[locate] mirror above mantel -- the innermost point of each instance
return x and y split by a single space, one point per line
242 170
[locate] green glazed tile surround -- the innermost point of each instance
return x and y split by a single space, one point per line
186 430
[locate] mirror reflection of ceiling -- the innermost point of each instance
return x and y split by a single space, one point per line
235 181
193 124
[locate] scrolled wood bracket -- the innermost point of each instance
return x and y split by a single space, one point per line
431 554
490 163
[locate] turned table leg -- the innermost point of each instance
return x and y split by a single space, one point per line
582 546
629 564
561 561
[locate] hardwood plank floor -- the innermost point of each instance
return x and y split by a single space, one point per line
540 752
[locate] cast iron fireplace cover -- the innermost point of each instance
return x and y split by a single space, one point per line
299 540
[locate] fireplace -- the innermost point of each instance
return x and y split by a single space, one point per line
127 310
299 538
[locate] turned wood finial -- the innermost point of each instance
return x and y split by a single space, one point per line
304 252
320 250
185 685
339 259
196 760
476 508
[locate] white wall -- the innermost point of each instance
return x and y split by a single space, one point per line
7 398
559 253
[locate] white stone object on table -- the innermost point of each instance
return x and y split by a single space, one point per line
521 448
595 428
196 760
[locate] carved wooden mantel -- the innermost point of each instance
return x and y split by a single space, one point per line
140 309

--

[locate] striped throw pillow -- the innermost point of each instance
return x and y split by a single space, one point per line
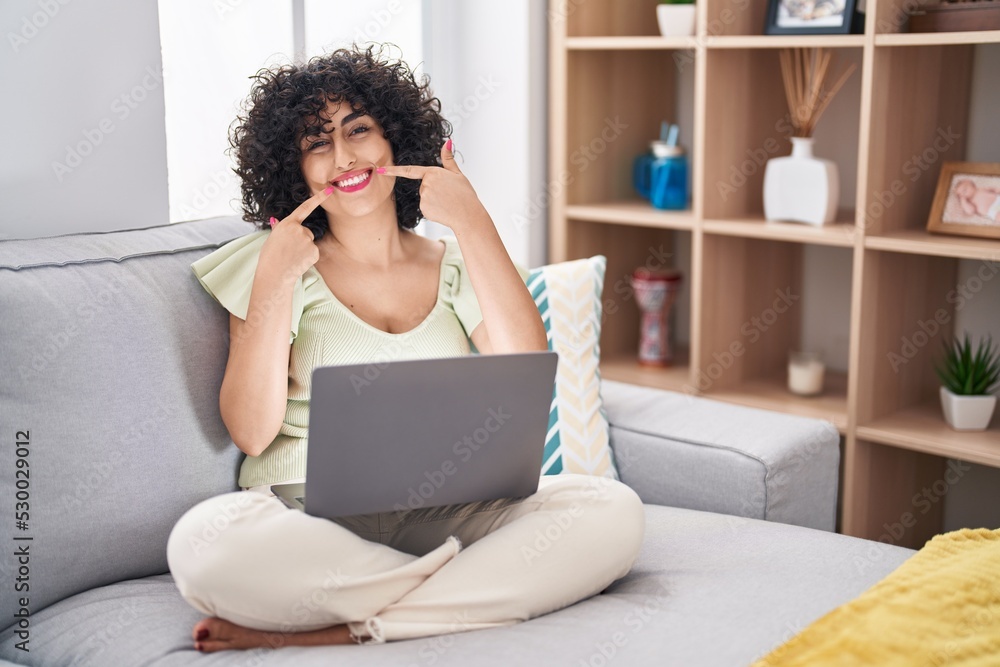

Work to complete: Count the lines in the rows above that contain the string "white", with case treated as significant. Give the number alone.

Expected answer: 2